SHORT EXERCISE: Print exactly the lines from the line with "glass mug base" to the last line of the data, please, both included.

Entries from a point annotation set:
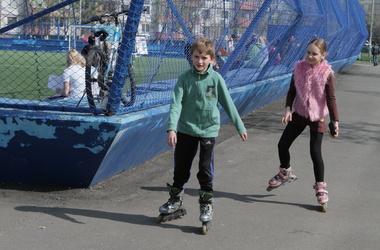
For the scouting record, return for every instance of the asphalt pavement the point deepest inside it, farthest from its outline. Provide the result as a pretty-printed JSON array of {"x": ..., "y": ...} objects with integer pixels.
[{"x": 120, "y": 212}]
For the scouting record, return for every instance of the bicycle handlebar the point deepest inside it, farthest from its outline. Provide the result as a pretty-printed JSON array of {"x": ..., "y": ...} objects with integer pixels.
[{"x": 99, "y": 18}]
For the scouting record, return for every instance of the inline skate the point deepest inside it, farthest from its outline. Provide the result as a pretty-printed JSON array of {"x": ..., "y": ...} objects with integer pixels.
[
  {"x": 285, "y": 175},
  {"x": 321, "y": 193},
  {"x": 206, "y": 205},
  {"x": 172, "y": 209}
]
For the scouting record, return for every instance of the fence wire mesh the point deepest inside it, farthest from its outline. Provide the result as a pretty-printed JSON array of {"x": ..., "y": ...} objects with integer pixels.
[{"x": 136, "y": 49}]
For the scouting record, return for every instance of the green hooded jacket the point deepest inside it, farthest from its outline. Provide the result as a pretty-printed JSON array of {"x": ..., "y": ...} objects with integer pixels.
[{"x": 194, "y": 108}]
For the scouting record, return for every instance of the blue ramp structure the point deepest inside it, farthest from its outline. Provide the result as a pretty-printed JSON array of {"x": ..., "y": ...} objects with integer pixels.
[{"x": 77, "y": 142}]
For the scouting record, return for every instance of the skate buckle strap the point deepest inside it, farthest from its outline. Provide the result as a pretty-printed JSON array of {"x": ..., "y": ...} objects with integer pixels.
[
  {"x": 321, "y": 191},
  {"x": 280, "y": 176}
]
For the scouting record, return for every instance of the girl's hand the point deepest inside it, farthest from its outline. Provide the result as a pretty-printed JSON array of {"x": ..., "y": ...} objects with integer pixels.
[
  {"x": 171, "y": 140},
  {"x": 336, "y": 125},
  {"x": 244, "y": 136},
  {"x": 287, "y": 117}
]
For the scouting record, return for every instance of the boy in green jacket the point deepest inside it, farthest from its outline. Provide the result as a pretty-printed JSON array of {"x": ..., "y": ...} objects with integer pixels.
[{"x": 194, "y": 118}]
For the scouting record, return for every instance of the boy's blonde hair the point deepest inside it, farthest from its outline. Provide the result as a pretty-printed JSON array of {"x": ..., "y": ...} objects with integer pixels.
[
  {"x": 321, "y": 44},
  {"x": 204, "y": 45},
  {"x": 73, "y": 57}
]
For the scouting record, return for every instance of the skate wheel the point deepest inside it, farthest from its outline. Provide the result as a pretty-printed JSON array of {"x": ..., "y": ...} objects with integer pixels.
[
  {"x": 159, "y": 219},
  {"x": 206, "y": 227},
  {"x": 324, "y": 208}
]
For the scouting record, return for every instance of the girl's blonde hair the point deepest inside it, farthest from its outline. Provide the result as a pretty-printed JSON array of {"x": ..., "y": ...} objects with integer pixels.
[
  {"x": 204, "y": 45},
  {"x": 321, "y": 44},
  {"x": 73, "y": 57}
]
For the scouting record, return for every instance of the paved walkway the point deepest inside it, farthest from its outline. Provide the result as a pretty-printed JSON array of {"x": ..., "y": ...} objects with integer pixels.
[{"x": 120, "y": 212}]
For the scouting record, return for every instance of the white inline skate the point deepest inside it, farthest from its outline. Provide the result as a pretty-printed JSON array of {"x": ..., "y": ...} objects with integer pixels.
[
  {"x": 206, "y": 206},
  {"x": 172, "y": 209},
  {"x": 285, "y": 175},
  {"x": 321, "y": 193}
]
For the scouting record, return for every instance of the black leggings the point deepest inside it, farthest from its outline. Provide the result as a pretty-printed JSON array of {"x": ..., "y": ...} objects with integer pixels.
[{"x": 291, "y": 132}]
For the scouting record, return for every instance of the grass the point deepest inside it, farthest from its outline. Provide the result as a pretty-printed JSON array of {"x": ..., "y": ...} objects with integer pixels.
[{"x": 24, "y": 74}]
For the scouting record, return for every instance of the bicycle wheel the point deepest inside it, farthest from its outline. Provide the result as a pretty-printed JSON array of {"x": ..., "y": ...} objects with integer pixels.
[
  {"x": 130, "y": 97},
  {"x": 96, "y": 63}
]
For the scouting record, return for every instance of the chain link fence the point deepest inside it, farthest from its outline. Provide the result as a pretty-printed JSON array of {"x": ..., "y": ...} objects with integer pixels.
[{"x": 133, "y": 51}]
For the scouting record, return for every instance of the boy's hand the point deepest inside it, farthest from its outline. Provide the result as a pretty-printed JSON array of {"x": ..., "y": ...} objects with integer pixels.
[
  {"x": 287, "y": 117},
  {"x": 171, "y": 140},
  {"x": 244, "y": 136}
]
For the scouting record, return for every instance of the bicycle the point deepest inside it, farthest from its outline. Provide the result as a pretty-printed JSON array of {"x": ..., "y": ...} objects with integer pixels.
[{"x": 102, "y": 56}]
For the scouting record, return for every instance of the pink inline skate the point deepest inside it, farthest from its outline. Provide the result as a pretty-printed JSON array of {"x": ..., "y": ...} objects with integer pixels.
[
  {"x": 321, "y": 193},
  {"x": 285, "y": 175}
]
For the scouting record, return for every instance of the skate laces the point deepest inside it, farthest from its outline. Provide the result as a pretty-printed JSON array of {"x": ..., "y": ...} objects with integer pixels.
[
  {"x": 282, "y": 176},
  {"x": 206, "y": 209}
]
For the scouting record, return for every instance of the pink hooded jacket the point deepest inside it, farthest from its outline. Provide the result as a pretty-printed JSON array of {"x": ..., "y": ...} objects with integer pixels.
[{"x": 310, "y": 82}]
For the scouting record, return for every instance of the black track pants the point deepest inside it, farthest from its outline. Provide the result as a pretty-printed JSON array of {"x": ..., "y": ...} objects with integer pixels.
[{"x": 185, "y": 151}]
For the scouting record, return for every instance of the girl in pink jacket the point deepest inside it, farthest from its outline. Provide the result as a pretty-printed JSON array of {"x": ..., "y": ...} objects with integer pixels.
[{"x": 311, "y": 97}]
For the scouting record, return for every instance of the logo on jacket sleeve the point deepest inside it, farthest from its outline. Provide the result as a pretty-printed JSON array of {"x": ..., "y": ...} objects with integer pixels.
[{"x": 210, "y": 91}]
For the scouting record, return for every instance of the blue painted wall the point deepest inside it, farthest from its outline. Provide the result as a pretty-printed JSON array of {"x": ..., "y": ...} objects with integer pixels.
[{"x": 80, "y": 150}]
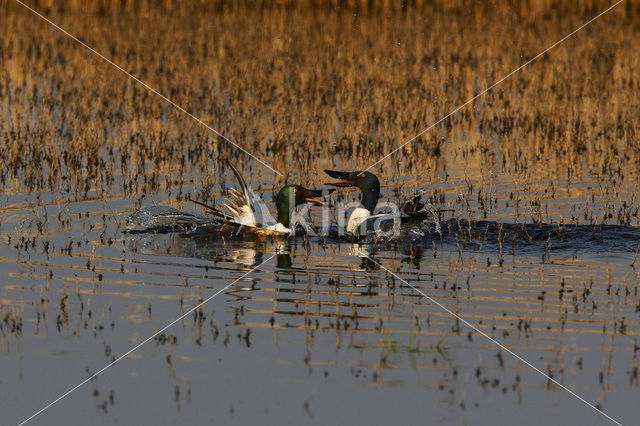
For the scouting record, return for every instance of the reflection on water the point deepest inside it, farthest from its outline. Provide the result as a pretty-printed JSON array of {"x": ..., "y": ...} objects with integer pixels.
[{"x": 320, "y": 315}]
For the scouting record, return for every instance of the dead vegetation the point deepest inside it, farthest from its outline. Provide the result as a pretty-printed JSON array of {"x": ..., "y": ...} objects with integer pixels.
[{"x": 311, "y": 85}]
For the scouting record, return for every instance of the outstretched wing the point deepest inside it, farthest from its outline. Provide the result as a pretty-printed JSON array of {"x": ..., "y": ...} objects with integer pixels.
[{"x": 239, "y": 202}]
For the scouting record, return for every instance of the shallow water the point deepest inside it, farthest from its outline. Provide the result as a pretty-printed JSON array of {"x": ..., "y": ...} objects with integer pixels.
[
  {"x": 318, "y": 332},
  {"x": 540, "y": 251}
]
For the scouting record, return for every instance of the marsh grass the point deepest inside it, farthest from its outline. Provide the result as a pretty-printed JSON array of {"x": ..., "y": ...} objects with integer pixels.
[{"x": 306, "y": 86}]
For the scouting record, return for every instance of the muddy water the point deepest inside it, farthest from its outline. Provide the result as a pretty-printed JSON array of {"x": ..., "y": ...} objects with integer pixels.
[
  {"x": 318, "y": 332},
  {"x": 540, "y": 251}
]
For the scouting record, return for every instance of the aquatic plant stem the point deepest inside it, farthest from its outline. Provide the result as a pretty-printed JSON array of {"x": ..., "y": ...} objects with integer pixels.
[
  {"x": 494, "y": 84},
  {"x": 112, "y": 363},
  {"x": 482, "y": 333},
  {"x": 151, "y": 89}
]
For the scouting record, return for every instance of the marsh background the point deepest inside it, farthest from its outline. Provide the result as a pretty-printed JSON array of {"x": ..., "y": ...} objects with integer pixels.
[{"x": 541, "y": 252}]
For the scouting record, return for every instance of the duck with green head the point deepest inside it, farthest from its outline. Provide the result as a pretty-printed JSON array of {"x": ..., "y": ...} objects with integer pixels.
[
  {"x": 362, "y": 218},
  {"x": 241, "y": 216}
]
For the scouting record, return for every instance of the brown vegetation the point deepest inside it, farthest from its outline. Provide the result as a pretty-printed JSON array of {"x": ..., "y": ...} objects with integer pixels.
[{"x": 306, "y": 86}]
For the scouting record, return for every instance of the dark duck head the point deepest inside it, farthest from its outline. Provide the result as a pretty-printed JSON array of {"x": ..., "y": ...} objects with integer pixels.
[{"x": 367, "y": 182}]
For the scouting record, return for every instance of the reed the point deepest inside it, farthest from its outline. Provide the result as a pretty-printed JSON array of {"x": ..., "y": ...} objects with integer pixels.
[{"x": 309, "y": 85}]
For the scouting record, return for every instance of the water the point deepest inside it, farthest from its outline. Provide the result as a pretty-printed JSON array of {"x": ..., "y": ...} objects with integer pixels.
[
  {"x": 540, "y": 250},
  {"x": 318, "y": 332}
]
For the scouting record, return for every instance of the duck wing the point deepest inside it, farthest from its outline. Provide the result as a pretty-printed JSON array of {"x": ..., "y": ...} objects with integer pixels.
[{"x": 238, "y": 203}]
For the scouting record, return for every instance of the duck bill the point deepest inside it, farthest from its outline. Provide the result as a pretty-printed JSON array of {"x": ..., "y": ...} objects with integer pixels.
[
  {"x": 314, "y": 201},
  {"x": 344, "y": 177}
]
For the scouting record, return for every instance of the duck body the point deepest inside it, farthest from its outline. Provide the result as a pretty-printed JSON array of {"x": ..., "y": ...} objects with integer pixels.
[
  {"x": 236, "y": 217},
  {"x": 240, "y": 216},
  {"x": 362, "y": 220}
]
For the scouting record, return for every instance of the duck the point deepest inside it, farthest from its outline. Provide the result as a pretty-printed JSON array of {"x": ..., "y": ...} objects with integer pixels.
[
  {"x": 363, "y": 220},
  {"x": 240, "y": 205}
]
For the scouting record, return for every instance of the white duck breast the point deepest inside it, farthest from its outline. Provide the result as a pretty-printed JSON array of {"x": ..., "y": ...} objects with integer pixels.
[{"x": 361, "y": 222}]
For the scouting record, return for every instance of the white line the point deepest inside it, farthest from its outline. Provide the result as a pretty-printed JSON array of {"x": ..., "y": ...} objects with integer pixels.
[
  {"x": 143, "y": 342},
  {"x": 482, "y": 333},
  {"x": 492, "y": 86},
  {"x": 178, "y": 107}
]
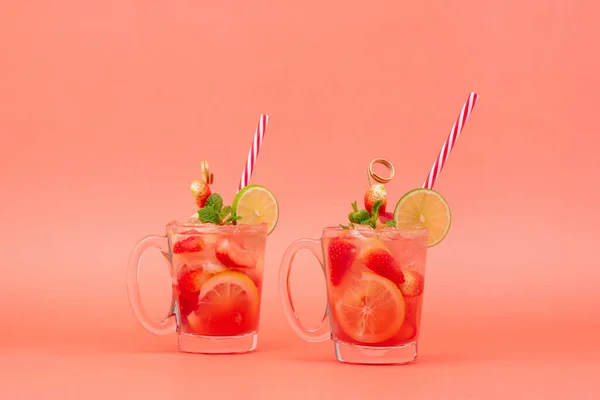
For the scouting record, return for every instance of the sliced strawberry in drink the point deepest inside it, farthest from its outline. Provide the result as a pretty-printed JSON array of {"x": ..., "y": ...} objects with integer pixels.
[
  {"x": 232, "y": 255},
  {"x": 413, "y": 284},
  {"x": 189, "y": 283},
  {"x": 380, "y": 261},
  {"x": 342, "y": 253},
  {"x": 190, "y": 244},
  {"x": 409, "y": 328}
]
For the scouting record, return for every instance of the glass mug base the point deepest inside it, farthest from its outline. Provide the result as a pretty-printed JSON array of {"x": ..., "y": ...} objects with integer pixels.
[
  {"x": 217, "y": 344},
  {"x": 358, "y": 354}
]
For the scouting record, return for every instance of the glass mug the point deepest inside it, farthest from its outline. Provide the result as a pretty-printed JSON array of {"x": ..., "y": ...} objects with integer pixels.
[
  {"x": 375, "y": 281},
  {"x": 217, "y": 274}
]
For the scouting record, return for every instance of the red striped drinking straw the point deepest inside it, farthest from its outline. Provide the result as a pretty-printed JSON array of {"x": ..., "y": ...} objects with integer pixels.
[
  {"x": 459, "y": 124},
  {"x": 259, "y": 135}
]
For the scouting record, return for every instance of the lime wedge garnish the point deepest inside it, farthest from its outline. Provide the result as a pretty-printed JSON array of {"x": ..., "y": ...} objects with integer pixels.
[
  {"x": 424, "y": 208},
  {"x": 256, "y": 205}
]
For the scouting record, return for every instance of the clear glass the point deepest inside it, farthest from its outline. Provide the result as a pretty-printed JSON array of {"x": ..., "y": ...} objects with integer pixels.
[
  {"x": 217, "y": 274},
  {"x": 375, "y": 283}
]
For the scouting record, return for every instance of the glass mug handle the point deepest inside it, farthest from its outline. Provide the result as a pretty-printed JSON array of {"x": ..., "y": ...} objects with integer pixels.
[
  {"x": 166, "y": 326},
  {"x": 322, "y": 332}
]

THE OUTPUT:
For the scouting record, return for every instance of the glass mug base the point deepest inside it, farthest from its outline. Provide the result as a pretty-printed JSON array of {"x": ..., "y": ...} objects with integer pixels.
[
  {"x": 217, "y": 344},
  {"x": 358, "y": 354}
]
For the scouting record, return for every instance of the glass mug the point deepest inside it, farthest from its outline. Provide the result as a pretty-printed JSON array of {"x": ..., "y": ...} objects with integer pixels.
[
  {"x": 375, "y": 281},
  {"x": 217, "y": 274}
]
For the scouting record, return for every instance of the red striped drinking straw the point deepest inside it, farthest from its outline. Provide the result as a pretty-printed JSON array of {"x": ..., "y": ...} objects with integer pixels.
[
  {"x": 459, "y": 124},
  {"x": 259, "y": 135}
]
For the scouting record, return for every instance of the lime wedge garnish the point deepest inside it, farthest from its outline. Provide the result as a pretty-printed JSON array of {"x": ..., "y": ...} objects with integer pixels.
[
  {"x": 424, "y": 208},
  {"x": 256, "y": 205}
]
For the scouting record, return for every instance of the clear glass the point deepest inside it, farthest from its outline. Provide the result as a pretty-printed JSON array of {"x": ..., "y": ...} objects with integer pixels.
[
  {"x": 217, "y": 274},
  {"x": 375, "y": 283}
]
For the scouting record, return for every instance of the glass mug handle the point deepest inside it, farthest from its outline. Provide the result as a pretty-printed JSON array of {"x": ..., "y": ...} objects with integer pixels.
[
  {"x": 166, "y": 326},
  {"x": 322, "y": 332}
]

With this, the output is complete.